WHAT THE TASK REQUIRES: In the news item on Toronto police Taser use, reproduce word for word the passage starting with "Pam McConnell, who" and going on through "certain statistics mean.".

SOURCE EXTRACT:
More details demanded on (Toronto) police Taser use

March 31, 2009

The civilian body overseeing Toronto police is asking the force for more details about the 179 times officers Tasered people last year, including two 15-year-olds.

Pam McConnell, who led the Toronto Police Services Board meeting yesterday, said yesterday she's proud Toronto police disclose Tasering information, but acknowledged several facets of its recent report on use of the stun gun are vague and misleading.

The board ordered more improvements, fixes and changes to the document that has undergone several revisions in the past year – from issuing the report semi-annually, to spelling out exactly what certain statistics mean.

The report fails to reveal where and when some incidents occurred, as well as explicit details of events leading up to confrontations.

Board members pressed Police Chief Bill Blair for clarification on why the device was used on two 15-year-old boys and shown to a 12-year-old boy.

Blair said one 15-year-old was trying to commit suicide and the other lunged at officers with a knife.

Showing the 12-year-old the Taser's blue electrical current halted a fit of violence, Blair said.

MATERIAL PROVIDED:
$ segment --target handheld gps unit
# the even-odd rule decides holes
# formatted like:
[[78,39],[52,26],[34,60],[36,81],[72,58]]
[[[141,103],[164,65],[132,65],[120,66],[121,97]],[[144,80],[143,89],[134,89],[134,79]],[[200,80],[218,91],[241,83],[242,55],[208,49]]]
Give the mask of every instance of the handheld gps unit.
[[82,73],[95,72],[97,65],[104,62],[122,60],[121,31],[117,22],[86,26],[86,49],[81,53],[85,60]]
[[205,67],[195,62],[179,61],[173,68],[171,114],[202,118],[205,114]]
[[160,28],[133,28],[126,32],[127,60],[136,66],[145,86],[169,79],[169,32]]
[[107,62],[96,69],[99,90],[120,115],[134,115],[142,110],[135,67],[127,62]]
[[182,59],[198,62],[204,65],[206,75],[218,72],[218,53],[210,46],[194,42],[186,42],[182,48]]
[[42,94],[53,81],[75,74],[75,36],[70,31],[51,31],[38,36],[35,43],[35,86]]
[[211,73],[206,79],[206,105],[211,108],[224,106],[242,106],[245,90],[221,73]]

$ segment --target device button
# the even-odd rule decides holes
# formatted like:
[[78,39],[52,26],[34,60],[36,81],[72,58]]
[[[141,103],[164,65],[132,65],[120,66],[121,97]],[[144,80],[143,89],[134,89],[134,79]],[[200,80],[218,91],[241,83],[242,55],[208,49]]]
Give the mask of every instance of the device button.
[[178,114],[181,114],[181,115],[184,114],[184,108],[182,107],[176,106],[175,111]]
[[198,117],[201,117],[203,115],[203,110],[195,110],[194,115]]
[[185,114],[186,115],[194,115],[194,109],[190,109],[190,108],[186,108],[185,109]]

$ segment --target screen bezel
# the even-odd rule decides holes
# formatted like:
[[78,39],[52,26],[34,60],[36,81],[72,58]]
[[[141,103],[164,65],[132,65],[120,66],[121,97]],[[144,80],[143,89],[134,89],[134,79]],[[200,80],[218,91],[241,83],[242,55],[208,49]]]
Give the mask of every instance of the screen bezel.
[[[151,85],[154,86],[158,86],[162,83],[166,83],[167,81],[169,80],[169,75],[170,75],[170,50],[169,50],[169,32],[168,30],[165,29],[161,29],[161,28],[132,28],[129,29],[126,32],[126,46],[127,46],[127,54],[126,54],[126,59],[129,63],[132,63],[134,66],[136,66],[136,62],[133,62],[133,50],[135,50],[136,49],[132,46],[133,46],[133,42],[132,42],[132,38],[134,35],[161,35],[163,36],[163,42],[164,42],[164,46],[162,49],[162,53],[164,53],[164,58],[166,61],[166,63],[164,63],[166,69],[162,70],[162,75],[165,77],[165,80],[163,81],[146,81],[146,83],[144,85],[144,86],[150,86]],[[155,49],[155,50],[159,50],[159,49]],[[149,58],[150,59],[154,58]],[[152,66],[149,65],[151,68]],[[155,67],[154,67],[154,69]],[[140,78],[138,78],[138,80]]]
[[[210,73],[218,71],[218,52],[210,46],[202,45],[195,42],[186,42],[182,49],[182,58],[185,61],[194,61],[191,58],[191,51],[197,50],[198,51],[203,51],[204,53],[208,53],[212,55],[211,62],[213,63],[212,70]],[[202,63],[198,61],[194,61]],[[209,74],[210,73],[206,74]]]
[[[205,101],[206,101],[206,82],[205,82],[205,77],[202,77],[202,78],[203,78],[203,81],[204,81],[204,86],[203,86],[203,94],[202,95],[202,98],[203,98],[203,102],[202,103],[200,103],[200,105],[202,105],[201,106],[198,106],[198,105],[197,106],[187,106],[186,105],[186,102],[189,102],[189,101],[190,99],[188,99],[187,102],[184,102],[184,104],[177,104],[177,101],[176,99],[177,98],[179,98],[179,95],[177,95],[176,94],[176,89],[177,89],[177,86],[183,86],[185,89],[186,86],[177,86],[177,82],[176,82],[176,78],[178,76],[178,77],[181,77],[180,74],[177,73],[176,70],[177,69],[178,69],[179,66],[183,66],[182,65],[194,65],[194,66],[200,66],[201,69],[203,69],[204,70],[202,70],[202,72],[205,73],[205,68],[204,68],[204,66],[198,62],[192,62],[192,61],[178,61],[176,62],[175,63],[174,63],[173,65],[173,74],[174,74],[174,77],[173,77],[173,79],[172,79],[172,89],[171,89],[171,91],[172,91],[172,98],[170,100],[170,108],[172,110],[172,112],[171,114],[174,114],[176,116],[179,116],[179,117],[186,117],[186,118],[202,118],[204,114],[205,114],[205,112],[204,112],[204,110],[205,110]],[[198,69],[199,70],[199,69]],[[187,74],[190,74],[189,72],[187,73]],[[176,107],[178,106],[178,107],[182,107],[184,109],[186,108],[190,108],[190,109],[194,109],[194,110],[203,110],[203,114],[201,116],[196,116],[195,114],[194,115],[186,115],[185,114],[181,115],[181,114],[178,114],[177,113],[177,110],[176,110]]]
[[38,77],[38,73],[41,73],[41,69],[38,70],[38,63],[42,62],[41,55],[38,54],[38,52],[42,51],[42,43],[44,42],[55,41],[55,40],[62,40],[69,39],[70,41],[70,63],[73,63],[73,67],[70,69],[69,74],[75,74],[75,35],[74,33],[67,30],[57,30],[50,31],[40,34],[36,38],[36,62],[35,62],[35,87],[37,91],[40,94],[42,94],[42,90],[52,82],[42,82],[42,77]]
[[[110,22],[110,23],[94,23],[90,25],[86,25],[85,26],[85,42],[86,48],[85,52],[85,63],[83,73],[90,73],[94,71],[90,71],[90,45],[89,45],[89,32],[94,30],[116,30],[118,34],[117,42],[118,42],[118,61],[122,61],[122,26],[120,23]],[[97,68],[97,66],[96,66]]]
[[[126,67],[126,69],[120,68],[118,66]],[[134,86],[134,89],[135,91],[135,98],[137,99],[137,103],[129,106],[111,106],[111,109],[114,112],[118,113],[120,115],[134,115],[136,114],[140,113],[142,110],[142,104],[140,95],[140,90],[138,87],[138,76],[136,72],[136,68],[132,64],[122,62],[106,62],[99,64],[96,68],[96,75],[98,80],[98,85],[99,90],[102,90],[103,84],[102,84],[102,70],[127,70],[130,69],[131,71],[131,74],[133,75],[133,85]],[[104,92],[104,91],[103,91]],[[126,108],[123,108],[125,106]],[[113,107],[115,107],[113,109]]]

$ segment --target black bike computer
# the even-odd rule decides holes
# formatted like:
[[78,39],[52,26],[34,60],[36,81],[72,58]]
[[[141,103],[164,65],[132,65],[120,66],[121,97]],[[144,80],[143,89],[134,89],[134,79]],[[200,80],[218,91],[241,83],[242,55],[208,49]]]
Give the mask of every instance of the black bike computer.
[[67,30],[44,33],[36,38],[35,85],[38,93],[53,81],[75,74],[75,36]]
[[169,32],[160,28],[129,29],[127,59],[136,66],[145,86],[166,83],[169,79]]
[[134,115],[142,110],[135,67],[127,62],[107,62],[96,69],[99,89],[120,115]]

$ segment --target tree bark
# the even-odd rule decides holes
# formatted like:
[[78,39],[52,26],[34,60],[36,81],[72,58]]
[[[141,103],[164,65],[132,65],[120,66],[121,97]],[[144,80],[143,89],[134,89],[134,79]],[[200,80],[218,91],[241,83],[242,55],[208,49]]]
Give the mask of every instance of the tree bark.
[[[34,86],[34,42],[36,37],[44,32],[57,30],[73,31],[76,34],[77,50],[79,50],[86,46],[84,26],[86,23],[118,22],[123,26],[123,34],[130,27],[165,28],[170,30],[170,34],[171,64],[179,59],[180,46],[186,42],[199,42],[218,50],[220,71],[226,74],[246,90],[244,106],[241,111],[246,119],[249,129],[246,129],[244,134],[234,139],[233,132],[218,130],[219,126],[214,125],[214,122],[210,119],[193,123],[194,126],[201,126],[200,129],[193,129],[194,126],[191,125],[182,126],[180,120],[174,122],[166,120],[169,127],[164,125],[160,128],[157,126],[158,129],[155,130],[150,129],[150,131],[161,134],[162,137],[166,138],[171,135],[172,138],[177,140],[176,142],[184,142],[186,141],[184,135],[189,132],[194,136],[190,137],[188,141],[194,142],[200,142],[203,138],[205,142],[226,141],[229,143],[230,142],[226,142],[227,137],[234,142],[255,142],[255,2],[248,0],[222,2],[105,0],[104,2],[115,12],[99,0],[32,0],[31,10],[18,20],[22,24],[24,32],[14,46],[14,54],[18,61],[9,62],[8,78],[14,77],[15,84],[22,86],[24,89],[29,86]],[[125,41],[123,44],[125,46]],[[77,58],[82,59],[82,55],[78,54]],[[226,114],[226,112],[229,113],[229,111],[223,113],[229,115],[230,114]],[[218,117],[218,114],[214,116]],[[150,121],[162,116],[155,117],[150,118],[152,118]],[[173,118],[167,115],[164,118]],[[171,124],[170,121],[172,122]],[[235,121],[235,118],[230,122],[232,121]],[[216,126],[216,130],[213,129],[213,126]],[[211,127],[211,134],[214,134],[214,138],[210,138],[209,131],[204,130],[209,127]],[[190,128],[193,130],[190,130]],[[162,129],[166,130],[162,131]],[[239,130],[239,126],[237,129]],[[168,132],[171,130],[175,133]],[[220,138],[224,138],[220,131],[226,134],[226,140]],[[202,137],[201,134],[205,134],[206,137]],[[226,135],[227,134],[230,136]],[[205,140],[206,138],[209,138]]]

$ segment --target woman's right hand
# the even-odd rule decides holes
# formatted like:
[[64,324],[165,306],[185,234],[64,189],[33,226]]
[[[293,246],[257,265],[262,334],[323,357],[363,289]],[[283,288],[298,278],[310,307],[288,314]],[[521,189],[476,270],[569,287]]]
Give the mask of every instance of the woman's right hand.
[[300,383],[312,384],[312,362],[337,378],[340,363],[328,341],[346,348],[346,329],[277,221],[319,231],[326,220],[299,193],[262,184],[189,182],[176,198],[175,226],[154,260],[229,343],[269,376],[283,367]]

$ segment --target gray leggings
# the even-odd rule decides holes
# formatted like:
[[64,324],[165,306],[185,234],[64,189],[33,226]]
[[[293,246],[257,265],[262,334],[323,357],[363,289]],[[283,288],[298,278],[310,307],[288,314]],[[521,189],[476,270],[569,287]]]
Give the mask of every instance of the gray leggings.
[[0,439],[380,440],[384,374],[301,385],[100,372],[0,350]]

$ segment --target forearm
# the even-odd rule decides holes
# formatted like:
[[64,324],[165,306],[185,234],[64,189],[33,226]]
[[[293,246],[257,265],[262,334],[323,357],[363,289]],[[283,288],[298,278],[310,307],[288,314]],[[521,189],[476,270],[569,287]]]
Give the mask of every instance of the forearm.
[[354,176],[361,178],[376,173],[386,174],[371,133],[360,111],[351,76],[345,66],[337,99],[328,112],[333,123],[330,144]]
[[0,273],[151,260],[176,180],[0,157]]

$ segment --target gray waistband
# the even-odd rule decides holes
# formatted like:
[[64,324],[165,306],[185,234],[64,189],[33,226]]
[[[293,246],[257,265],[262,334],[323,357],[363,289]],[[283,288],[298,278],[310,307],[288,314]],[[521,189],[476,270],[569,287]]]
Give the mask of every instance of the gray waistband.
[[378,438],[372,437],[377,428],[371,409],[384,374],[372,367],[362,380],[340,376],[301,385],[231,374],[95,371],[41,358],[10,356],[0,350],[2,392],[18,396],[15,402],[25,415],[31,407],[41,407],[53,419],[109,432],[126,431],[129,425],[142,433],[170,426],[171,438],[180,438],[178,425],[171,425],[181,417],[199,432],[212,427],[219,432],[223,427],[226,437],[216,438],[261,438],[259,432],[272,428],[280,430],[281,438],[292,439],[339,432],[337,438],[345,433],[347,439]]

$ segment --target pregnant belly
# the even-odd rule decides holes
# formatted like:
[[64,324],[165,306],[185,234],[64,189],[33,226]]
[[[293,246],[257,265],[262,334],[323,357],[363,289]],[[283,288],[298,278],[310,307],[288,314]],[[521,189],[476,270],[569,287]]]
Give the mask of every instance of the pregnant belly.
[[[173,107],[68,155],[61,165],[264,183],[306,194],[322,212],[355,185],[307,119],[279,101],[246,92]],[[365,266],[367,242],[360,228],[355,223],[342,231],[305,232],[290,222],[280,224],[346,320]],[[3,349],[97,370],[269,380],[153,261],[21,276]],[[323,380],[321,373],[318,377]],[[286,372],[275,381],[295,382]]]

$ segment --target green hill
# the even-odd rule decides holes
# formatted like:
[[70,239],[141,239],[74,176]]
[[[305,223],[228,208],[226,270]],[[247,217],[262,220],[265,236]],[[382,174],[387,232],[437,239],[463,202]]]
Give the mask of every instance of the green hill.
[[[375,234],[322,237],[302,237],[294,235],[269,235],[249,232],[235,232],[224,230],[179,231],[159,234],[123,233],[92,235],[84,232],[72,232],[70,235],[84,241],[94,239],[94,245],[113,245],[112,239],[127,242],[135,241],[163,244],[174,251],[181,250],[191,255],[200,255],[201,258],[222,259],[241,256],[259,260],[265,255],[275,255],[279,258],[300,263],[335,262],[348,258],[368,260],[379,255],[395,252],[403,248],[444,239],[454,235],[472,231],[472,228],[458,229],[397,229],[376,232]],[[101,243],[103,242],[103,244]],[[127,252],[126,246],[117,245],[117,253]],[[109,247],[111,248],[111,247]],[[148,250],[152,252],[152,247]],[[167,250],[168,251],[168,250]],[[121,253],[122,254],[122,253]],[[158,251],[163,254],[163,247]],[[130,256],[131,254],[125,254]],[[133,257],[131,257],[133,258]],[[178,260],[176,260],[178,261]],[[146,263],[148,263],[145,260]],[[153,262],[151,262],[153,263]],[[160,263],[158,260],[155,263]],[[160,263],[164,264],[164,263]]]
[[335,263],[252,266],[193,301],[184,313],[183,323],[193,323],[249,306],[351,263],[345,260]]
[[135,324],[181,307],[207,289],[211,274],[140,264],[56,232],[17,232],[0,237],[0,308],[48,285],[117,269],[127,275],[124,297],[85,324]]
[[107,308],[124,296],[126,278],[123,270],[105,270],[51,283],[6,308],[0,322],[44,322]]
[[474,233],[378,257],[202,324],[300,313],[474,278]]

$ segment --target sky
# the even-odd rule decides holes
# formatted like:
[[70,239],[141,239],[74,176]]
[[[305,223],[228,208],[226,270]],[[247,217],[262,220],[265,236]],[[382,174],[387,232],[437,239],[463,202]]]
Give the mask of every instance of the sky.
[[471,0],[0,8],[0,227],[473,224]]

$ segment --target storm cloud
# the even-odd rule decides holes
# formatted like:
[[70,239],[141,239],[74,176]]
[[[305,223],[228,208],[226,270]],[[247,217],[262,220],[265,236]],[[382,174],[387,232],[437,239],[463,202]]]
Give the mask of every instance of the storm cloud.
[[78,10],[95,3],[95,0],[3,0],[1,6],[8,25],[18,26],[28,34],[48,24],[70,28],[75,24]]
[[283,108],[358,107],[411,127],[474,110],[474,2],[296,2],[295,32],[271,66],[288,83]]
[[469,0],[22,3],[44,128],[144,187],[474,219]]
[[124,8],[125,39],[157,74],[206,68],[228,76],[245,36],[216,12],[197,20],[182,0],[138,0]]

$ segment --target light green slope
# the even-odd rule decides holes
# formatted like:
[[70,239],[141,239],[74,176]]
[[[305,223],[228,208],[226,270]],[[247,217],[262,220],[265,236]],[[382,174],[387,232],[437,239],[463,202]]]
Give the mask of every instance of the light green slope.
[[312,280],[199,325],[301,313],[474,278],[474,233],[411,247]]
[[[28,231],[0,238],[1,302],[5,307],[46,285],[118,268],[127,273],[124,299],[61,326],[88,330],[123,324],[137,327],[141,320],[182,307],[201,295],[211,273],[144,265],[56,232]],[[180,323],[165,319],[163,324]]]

COMPLETED EXERCISE:
Pam McConnell, who led the Toronto Police Services Board meeting yesterday, said yesterday she's proud Toronto police disclose Tasering information, but acknowledged several facets of its recent report on use of the stun gun are vague and misleading.

The board ordered more improvements, fixes and changes to the document that has undergone several revisions in the past year – from issuing the report semi-annually, to spelling out exactly what certain statistics mean.